Exercise brief>
Only the pictures stay out; please return all the entries below exactly as written.
★ ★ ★ ★
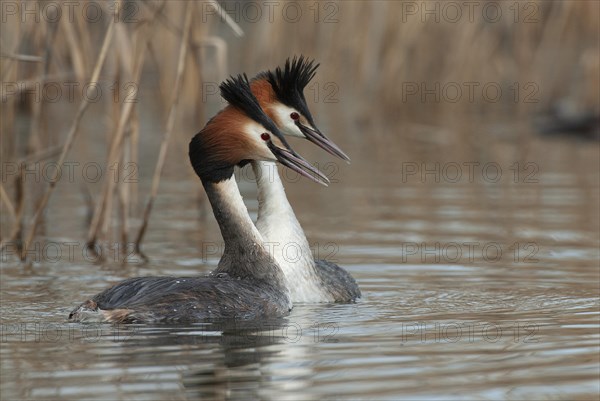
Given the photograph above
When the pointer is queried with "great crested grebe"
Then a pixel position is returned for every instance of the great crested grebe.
(281, 96)
(252, 284)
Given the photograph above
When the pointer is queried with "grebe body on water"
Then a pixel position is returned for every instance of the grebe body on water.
(248, 284)
(281, 96)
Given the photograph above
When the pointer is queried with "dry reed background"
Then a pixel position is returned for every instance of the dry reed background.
(175, 51)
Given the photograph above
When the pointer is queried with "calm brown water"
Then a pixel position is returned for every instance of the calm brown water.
(483, 286)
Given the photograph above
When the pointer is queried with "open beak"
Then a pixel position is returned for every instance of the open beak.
(295, 162)
(322, 141)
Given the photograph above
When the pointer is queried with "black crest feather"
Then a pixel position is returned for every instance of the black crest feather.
(237, 92)
(289, 83)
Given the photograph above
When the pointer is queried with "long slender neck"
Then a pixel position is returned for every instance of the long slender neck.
(276, 219)
(244, 255)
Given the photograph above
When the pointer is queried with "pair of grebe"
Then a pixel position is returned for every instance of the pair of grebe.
(249, 282)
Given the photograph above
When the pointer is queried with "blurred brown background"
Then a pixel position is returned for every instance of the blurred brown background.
(420, 79)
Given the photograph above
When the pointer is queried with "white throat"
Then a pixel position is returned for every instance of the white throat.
(284, 237)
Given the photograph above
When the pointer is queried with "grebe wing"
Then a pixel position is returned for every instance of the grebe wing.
(341, 283)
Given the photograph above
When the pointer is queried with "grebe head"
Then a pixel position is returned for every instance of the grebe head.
(242, 132)
(282, 96)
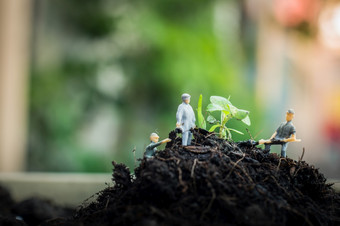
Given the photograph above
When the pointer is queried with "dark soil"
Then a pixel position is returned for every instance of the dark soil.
(32, 211)
(214, 182)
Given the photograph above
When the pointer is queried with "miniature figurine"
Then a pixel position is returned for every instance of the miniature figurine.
(151, 149)
(185, 117)
(284, 134)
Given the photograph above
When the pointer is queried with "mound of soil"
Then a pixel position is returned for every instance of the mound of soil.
(214, 182)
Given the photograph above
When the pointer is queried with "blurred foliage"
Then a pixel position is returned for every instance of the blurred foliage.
(105, 74)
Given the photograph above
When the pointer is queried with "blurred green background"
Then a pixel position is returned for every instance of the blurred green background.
(83, 82)
(105, 74)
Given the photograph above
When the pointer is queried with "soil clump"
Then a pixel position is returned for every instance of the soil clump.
(213, 182)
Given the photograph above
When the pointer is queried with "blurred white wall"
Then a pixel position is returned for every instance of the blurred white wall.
(14, 60)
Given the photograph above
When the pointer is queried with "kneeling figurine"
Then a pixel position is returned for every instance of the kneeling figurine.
(151, 149)
(284, 134)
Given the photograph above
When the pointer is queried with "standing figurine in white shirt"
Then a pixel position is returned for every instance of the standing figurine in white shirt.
(185, 119)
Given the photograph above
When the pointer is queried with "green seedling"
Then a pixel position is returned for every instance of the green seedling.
(201, 121)
(228, 111)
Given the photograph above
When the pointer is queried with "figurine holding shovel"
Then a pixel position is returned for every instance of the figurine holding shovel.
(283, 135)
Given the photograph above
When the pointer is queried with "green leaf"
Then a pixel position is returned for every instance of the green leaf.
(236, 131)
(240, 114)
(212, 129)
(201, 121)
(225, 118)
(211, 119)
(246, 120)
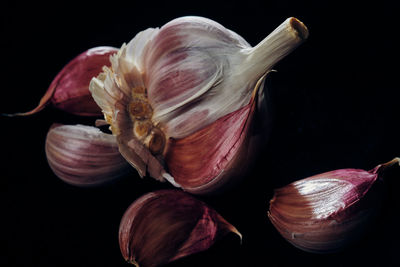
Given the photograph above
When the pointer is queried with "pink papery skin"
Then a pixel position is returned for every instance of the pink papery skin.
(197, 159)
(325, 212)
(69, 91)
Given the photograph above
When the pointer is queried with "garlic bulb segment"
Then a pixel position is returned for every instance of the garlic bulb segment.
(183, 96)
(84, 156)
(69, 91)
(166, 225)
(328, 211)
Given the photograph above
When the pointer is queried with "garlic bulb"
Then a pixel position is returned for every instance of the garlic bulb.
(83, 155)
(181, 99)
(166, 225)
(69, 91)
(328, 211)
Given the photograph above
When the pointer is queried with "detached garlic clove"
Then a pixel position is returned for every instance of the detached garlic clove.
(69, 91)
(83, 155)
(328, 211)
(190, 88)
(166, 225)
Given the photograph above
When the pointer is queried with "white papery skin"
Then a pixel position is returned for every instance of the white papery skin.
(194, 70)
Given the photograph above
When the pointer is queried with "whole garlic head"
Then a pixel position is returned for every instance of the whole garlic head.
(181, 98)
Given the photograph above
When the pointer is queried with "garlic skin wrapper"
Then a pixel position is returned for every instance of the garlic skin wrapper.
(69, 91)
(181, 99)
(163, 226)
(328, 211)
(84, 156)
★ ★ ★ ★
Written reply>
Given the photograph above
When the pointer is queried with "great crested grebe"
Then a pixel position is returned for every instance of the great crested grebe.
(281, 96)
(252, 284)
Given the photograph above
When the pointer is queried with "grebe body on water"
Then a pixel position is returned for every instance of the grebe body on water.
(248, 284)
(281, 96)
Given the photograph above
When the pointer is queried with "dry reed background"
Then a pixel position is returned for every instance of the dry reed background.
(175, 51)
Given the photograph above
When the pointer is queried with "calm brown water"
Then a pixel position is returned for every instance of the calm brown water.
(483, 286)
Given the photograph above
When the pointer is queried with "open beak"
Then a pixel position is returned for every instance of the open beak.
(295, 162)
(322, 141)
Given the photograph above
When the pointer is queried with "black crest feather"
Then a pixel position is returned for every instance of the black crest feather.
(237, 92)
(289, 83)
Given the photograph above
When the pointer is queried with "long slender neck"
Then a pixel position is returned for every instance of the long slender neck.
(276, 219)
(244, 255)
Given the photograph above
When the pointer is queried with "pair of grebe"
Then a pixel position is returned for every instance of the pair of grebe.
(249, 282)
Given the photograph above
When the pointer is queried with "blurred brown background"
Then a pixel position is returned for every instance of the blurred brown background.
(420, 79)
Given the photograph above
When the pointer is queried with "white throat"
Then a pixel position is returned for every instance of the white throat.
(284, 237)
Given the photograph above
When the pointer is queried with "grebe wing"
Then a pixel position is returned for every instance of the grebe wing.
(341, 283)
Given the photograph above
When the pointer is queried with "grebe head"
Then a pixel position is returned for every instance of the grebe head.
(242, 132)
(282, 96)
Given the photograph above
When the pointer is queried with "dark soil"
Then a pixel position is returned for every instance of the dark soil.
(32, 211)
(214, 182)
Given the photograph above
When the pointer is queried with "miniature figurine"
Then a pixel position is returned for every instance of the miniature figurine.
(151, 149)
(185, 117)
(284, 134)
Given the photograph above
When the pointer is queried with "mound of soil"
Then a pixel position is returned for every instance of the mound of soil.
(214, 182)
Given the photograph above
When the pointer is queried with "blurred foliage"
Then a pixel position is returned for every instance of the blurred foliage.
(105, 74)
Given the photograph above
When the pointer is queried with "blurred green background"
Then a pixel position is returned for every instance of the blurred green background.
(83, 82)
(105, 74)
Given the photograph above
When the pointer is queried with "soil clump"
Then a pixel position is returned for every instance of the soil clump.
(213, 182)
Given the photograph above
When the pointer is queried with "blurred white wall"
Then a pixel position is returned for every instance of the blurred white wall.
(14, 60)
Given the photograph above
When the pointer is queried with "kneeling figurine"
Then a pixel position is returned for every instance of the kneeling figurine.
(151, 149)
(284, 134)
Given the photograph above
When the pointer is queried with "standing figurine in white shirt"
Then a pixel position is returned for every instance of the standing figurine in white shirt.
(185, 119)
Given the photograph above
When the pointer is queried with "green seedling"
Then a pixel position is returned for every instance of the green seedling.
(201, 121)
(228, 111)
Given the photograph above
When the pointer is queried with "figurine holding shovel"
Then a pixel position is returned for every instance of the figurine holding shovel.
(283, 135)
Given the photograph above
When the pointer is queried with "green leaf"
Then a pixel position is returned for every instance of the green leaf.
(236, 131)
(240, 114)
(212, 129)
(201, 121)
(225, 118)
(211, 119)
(246, 120)
Given the photograph above
When the pointer is queried with "pink papery skin"
Then a pixel position is returned for every instance of the pink papery skin.
(197, 159)
(325, 212)
(69, 91)
Given the photograph above
When the pointer is queried with "garlic bulb segment"
Then a pixel position is returned for every instance of the garlic bulb segment.
(183, 96)
(84, 156)
(69, 91)
(166, 225)
(328, 211)
Given the photograph above
When the pointer is queried with "garlic bulb"
Then a pixel position is returned for every instance of the garlic bulb.
(83, 155)
(181, 99)
(166, 225)
(69, 91)
(328, 211)
Given the photograph above
When the pointer is queried with "detached garlic clove"
Then a pixel position is returned for every instance of the detached garlic clove.
(69, 91)
(83, 155)
(328, 211)
(190, 88)
(166, 225)
Given the photograph above
When the pointer is queried with "white papery skin"
Then a pixel position is returned for every instance of the white papery skin.
(194, 70)
Given the photograph above
When the pointer is queried with "whole garlic head"
Then a pixel position is returned for every instance of the whole garlic head.
(181, 98)
Given the photograph above
When the pointer is queried with "garlic skin wrapper"
Then a pixel position is returned for every instance of the garlic skin wrapper.
(69, 91)
(181, 99)
(163, 226)
(328, 211)
(84, 156)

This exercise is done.